I’m always loathe to report on small studies that make big claims, but there seem to be so many proven benefits to staying active throughout one’s life that the latest research due to be published in the journal American Academy of Neurology is worthy of a mention. Researchers at Rush University Medical Center shows that daily physical activity may reduce the risk of cognitive decline and developing Alzheimer’s disease even in people over the age of 80 years.
“The results of our study indicate that all physical activities including exercise as well as other activities such as cooking, washing the dishes, and cleaning are associated with a reduced risk of Alzheimer’s disease,” says lead author Aron Buchman of Rush.
The team monitored daily activity among 716 seniors without apparent dementia with an average age of 82 using an actigraph during a period of ten days. Over the course of 3.5 years follow-up, the recorded 71 cases of Alzheimer’s disease but found that in the lower 10% of daily physical activity (as measured by that ten day test period) the least active had a relative risk 2.3 times that of the active volunteers in the top 10%. So, yes it’s a small-scale study, it determined activity only over a ten-day period as baseline and assumed that the participants maintained that level of activity over the 3.5 average follow-up period. It also ignores any prior lifetime activity and many other factors that could affect risk.
Nevertheless, the research is somewhat encouraging and if it persuades seniors to stay active then they will gain from the other benefits of physical activity in their latter years too. Previously, Buchman and colleagues have correlated body mass index and blood haemoglobin levels with Alzheimer’s risk in the elderly.

Extracted data

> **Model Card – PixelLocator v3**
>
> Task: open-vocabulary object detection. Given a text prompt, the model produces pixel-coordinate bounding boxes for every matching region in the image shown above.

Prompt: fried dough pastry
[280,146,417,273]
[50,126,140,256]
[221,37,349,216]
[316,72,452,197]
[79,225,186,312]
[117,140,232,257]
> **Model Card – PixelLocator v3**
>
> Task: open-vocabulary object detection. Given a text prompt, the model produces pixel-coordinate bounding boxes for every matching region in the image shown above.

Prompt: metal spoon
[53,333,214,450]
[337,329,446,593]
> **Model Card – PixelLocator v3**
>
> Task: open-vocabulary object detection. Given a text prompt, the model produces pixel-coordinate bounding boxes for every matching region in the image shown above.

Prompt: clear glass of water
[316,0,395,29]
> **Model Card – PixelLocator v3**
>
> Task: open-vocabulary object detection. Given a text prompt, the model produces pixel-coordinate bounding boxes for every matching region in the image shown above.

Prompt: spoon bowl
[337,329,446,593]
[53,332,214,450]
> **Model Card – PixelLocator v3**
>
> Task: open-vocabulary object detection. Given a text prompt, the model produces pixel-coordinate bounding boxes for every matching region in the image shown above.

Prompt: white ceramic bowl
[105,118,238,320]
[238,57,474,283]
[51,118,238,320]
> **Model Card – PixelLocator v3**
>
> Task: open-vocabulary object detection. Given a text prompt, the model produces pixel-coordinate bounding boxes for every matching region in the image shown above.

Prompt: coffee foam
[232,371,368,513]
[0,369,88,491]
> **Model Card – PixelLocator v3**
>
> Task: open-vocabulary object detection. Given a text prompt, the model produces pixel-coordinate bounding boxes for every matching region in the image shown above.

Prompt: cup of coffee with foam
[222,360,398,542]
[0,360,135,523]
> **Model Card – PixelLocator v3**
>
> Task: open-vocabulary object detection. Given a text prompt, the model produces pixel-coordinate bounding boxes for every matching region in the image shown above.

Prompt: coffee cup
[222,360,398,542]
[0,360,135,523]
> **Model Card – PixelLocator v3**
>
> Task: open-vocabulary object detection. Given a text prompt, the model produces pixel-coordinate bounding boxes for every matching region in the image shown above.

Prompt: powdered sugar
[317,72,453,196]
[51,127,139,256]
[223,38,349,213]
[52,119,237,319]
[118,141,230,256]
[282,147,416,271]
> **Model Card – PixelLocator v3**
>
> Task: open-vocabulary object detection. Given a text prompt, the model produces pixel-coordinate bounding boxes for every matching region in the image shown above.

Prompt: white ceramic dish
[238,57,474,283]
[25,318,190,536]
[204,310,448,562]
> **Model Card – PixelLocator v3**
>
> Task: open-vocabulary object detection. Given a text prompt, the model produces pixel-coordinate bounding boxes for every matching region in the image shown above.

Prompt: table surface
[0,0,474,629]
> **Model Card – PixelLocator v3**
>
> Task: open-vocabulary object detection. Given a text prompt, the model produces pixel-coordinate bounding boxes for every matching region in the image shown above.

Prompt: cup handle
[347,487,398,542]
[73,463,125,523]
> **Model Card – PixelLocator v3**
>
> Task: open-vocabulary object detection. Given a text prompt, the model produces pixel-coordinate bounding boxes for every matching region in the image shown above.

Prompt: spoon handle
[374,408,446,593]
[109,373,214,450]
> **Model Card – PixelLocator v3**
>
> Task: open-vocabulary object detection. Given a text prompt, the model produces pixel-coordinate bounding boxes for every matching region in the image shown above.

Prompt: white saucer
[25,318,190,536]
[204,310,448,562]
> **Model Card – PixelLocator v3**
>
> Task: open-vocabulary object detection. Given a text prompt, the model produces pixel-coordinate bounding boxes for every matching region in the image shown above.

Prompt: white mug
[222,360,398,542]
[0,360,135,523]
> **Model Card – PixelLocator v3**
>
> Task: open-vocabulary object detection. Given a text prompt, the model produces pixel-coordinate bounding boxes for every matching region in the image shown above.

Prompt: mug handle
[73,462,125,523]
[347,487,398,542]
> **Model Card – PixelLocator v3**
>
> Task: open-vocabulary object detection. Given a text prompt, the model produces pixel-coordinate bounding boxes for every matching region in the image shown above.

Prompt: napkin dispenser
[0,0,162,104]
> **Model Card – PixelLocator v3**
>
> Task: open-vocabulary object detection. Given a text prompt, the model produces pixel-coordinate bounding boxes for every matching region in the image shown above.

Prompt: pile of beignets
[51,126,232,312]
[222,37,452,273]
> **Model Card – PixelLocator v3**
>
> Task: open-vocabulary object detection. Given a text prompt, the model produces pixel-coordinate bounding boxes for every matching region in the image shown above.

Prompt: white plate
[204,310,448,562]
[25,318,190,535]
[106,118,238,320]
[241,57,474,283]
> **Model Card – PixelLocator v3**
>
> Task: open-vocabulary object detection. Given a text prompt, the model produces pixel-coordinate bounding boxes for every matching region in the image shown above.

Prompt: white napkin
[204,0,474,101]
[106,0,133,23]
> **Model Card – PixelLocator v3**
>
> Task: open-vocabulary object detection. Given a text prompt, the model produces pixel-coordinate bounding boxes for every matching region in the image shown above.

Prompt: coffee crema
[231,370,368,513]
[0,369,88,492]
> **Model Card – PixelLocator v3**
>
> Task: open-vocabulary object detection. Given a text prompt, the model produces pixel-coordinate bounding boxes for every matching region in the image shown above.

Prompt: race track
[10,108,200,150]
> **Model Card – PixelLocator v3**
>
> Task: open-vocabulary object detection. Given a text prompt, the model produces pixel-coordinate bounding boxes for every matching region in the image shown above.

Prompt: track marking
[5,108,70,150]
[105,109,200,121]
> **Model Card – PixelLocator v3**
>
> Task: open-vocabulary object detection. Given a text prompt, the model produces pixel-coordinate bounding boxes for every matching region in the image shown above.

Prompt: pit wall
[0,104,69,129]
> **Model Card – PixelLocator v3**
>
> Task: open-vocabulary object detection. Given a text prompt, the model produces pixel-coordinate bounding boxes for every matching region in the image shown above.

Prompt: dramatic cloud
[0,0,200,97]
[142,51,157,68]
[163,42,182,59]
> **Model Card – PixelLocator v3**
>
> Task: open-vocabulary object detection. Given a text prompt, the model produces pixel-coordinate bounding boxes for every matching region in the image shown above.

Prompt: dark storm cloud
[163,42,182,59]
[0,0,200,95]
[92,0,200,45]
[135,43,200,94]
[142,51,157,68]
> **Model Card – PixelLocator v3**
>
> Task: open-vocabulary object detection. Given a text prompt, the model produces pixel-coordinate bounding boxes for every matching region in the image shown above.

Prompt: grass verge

--

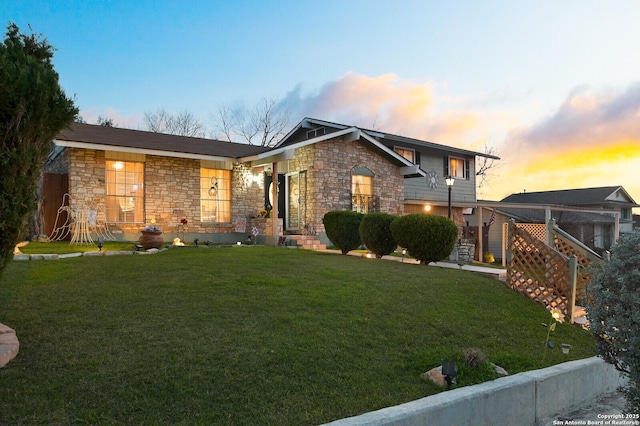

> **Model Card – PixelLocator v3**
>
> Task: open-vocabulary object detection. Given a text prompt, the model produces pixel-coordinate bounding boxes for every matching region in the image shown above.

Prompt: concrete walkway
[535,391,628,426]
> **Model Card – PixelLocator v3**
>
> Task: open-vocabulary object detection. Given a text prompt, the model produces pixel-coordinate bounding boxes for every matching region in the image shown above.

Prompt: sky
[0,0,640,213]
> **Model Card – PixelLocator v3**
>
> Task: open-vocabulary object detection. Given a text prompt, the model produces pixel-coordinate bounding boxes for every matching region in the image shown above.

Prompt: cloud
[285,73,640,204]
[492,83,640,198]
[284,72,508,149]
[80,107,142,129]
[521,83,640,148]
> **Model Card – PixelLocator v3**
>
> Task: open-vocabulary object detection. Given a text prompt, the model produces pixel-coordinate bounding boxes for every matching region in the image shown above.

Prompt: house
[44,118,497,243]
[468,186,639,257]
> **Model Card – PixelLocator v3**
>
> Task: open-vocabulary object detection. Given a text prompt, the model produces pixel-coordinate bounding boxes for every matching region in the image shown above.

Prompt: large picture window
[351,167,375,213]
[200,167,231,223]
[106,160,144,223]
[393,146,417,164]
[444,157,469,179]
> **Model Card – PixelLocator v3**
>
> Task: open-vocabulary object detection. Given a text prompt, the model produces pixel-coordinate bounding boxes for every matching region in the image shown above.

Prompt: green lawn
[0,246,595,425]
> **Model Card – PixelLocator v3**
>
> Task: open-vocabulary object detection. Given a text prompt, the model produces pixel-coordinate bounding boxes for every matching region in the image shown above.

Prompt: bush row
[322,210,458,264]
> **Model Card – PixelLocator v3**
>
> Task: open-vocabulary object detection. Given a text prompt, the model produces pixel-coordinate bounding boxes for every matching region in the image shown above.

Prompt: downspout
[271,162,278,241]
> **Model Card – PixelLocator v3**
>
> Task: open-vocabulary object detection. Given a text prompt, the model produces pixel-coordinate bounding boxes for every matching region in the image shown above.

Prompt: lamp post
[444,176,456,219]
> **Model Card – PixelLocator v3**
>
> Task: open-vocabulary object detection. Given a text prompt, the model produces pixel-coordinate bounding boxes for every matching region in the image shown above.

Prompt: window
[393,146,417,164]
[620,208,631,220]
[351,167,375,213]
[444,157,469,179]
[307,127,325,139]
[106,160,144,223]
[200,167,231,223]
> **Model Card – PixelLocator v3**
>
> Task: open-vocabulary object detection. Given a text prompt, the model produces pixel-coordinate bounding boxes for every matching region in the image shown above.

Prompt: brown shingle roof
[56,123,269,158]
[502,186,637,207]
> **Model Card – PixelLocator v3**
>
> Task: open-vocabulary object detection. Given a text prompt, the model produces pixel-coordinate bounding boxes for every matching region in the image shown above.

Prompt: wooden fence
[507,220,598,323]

Problem description
Does each statement agree with the text on physical activity and Alzheimer's risk? Answer yes or no for each, quoting the words of the text that decide it: (a) Participants were followed for about 3.5 years. (b) The study took participants' prior lifetime activity into account. (c) Daily activity was measured with an actigraph over ten days.

Solution to this problem
(a) Yes: "Over the course of 3.5 years follow-up"
(b) No: "It also ignores any prior lifetime activity"
(c) Yes: "using an actigraph during a period of ten days"